* **WHAT THE TASK REQUIRES**: Please count the lines of the data below that contain the string "white" with matching case, and give only that number.

* **DATASET EXCERPTS**:
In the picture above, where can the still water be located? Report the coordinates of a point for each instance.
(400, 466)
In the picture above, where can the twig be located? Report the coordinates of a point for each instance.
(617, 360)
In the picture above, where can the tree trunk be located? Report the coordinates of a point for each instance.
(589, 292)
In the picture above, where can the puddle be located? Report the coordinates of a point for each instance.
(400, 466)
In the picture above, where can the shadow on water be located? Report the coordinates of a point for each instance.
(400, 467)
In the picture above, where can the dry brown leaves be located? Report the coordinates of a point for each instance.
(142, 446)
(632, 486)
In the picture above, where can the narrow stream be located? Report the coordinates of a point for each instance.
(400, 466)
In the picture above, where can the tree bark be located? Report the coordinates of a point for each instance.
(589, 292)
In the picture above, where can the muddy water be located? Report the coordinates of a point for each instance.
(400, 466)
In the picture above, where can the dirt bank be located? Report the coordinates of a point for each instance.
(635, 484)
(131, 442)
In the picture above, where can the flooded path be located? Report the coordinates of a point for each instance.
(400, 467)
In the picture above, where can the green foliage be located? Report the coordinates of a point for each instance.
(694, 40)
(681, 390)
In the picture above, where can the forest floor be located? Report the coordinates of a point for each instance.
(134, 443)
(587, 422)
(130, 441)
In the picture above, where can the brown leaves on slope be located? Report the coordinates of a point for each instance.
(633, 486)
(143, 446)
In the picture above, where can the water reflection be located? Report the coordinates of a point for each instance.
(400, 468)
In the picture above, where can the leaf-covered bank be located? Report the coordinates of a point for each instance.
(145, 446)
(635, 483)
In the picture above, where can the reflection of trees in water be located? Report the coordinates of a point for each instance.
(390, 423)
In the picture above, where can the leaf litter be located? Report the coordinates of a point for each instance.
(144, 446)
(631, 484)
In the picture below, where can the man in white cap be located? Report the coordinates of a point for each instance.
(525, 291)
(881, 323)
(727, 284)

==

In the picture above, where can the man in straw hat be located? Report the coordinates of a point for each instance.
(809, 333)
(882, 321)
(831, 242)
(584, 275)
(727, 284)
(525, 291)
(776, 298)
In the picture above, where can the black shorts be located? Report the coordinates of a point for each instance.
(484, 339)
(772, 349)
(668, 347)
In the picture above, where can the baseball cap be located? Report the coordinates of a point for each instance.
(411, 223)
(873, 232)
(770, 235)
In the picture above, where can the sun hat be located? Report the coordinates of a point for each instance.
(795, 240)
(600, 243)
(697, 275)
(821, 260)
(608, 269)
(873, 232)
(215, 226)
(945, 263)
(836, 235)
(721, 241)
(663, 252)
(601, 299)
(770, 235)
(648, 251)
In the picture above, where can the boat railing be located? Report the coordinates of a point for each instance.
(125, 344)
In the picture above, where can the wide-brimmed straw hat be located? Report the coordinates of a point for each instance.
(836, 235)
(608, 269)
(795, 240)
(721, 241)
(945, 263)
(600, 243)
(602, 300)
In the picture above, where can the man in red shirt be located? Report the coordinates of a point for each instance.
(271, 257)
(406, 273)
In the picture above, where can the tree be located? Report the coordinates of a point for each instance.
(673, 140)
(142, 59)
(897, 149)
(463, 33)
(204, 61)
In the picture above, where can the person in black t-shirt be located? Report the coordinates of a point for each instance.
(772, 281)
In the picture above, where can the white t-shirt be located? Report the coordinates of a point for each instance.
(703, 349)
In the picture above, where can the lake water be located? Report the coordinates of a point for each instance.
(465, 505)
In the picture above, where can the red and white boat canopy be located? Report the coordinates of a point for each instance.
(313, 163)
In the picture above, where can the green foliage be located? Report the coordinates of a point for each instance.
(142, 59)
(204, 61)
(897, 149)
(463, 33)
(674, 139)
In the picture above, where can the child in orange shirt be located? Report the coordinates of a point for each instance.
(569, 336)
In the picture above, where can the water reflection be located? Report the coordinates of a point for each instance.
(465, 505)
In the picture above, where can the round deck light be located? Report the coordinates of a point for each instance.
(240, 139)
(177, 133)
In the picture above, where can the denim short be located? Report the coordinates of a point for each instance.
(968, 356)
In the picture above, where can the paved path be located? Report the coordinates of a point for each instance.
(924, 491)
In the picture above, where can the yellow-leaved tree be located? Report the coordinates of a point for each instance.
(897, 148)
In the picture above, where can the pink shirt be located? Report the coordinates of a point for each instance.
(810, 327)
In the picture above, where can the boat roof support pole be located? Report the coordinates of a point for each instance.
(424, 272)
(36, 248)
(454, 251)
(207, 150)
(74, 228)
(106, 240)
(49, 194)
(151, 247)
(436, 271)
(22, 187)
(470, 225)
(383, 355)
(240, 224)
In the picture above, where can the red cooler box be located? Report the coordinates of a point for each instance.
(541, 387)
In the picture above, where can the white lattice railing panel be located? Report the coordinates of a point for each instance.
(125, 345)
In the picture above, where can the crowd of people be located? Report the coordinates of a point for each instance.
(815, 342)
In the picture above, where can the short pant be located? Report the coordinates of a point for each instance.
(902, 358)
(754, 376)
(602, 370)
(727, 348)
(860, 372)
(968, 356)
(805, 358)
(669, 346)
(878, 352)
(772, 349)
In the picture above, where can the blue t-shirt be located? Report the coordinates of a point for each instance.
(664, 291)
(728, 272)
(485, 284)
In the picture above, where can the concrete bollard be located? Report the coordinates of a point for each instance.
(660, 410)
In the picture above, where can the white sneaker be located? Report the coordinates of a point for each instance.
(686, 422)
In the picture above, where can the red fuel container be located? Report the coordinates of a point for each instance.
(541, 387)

--

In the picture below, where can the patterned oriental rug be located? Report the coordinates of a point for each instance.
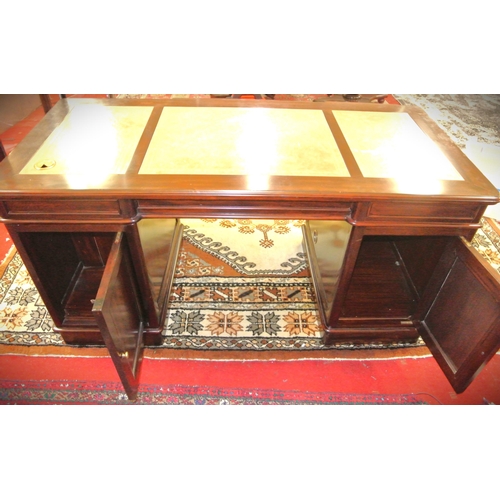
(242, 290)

* **EXERCISE RESPONSE**: 5